### DATA FOR REVIEW

▬▬▬▬▬▬▬▬▬▬

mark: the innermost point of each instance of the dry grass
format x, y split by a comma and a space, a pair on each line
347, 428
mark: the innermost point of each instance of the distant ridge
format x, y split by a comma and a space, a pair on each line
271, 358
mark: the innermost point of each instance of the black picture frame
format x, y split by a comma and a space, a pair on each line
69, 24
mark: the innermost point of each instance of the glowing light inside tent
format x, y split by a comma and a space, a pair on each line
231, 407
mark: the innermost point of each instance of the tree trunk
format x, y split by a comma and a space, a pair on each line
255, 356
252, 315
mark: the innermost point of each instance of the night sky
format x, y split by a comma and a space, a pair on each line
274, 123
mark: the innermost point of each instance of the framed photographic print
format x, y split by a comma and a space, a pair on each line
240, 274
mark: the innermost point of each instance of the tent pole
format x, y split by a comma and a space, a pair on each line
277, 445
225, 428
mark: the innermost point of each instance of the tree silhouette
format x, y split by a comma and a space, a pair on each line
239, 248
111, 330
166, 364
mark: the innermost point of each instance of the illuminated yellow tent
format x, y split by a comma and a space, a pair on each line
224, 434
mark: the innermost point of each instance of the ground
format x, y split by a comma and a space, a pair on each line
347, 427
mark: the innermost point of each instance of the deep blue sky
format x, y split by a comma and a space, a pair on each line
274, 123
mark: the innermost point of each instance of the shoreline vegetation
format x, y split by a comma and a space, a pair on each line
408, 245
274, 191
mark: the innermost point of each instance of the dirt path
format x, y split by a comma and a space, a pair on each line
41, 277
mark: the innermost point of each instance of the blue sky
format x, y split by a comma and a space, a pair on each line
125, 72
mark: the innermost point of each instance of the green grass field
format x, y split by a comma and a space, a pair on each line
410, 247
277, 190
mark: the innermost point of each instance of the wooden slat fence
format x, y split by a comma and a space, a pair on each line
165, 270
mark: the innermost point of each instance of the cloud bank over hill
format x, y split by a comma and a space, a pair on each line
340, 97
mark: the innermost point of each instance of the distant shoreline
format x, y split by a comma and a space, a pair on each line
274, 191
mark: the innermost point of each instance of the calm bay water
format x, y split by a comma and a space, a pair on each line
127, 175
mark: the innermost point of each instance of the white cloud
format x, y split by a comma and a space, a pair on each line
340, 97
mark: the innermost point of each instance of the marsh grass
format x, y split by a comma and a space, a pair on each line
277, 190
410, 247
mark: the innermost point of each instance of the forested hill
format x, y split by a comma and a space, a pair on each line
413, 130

▬▬▬▬▬▬▬▬▬▬

### PROMPT
Everything in the material above is to be copied exactly.

### ANSWER AREA
mark: the innermost point of each instance of the dry grass
format x, y split by a comma and a space, a pair on each line
347, 428
mark: the innermost point of each instance of the distant ridge
format x, y split by a comma and a space, a pair on each line
271, 358
mark: the innermost point of each instance of the black picture frame
format x, y split by a comma and a space, a pair on each line
69, 24
mark: the innermost point of each instance of the glowing light inside tent
format x, y split by a comma and a space, a pair on each line
231, 407
mark: the innermost point of each instance of the tree trunk
format x, y split by a comma and a space, a pair on each line
255, 356
252, 315
mark: the innermost point of each instance of the night sky
format x, y split by a comma and a space, a pair on each line
274, 123
mark: the innermost point of each instance of the framed photographic print
format x, y split by a comma and a space, a pair on each line
240, 274
mark: the innermost point of each instance of the tent pole
format x, y split by a comma and a space, a pair on each line
277, 445
225, 428
mark: the innermost point of each instance of the tree silhouette
format x, y split by a comma and a space, a pair on each line
239, 248
111, 330
166, 364
mark: the innermost point of each instance of the illuminated yellow tent
format x, y split by a comma and a space, a pair on each line
224, 434
mark: the innermost point of each instance of the ground
format x, y split by a comma and a space, a pair on each line
347, 427
mark: the innermost point of each instance of the deep blue sky
format x, y split by a comma and a space, a pair on each line
274, 123
mark: the innermost point of each instance of the shoreline vegetation
format x, y split by a comma and a space, a pair on each line
408, 245
274, 191
mark: the innermost point of each instance of the dirt path
format x, y split by a comma and a space, a pair on each line
41, 277
mark: the innermost point of each instance of the blue sky
format x, y split by a comma and a space, a pair on each line
125, 72
mark: the innermost point of each instance of the green grass field
format x, y split by a comma and a space, a pair on each line
410, 247
277, 190
mark: the innermost point of each instance of the wooden slat fence
format x, y split by a comma and a space, a pair on each line
165, 270
mark: the innermost point of each instance of the cloud bank over hill
format x, y split by a comma and a space, a pair on each line
340, 97
mark: the innermost point of each instance of the distant shoreline
format x, y split by a comma and a space, a pair on each line
274, 191
mark: the innermost point of each instance of the calm bay water
format x, y split by a comma and a space, a pair on each line
127, 175
mark: the innermost point of each instance of the white cloud
format x, y split by a comma and a space, a pair on each line
340, 97
mark: the innermost point of each instance of the marsh grass
format x, y split by a comma and a space, a pair on each line
277, 190
410, 247
mark: the innermost point of each instance of the forested hill
format x, y split by a comma and a space, a pair on each line
413, 130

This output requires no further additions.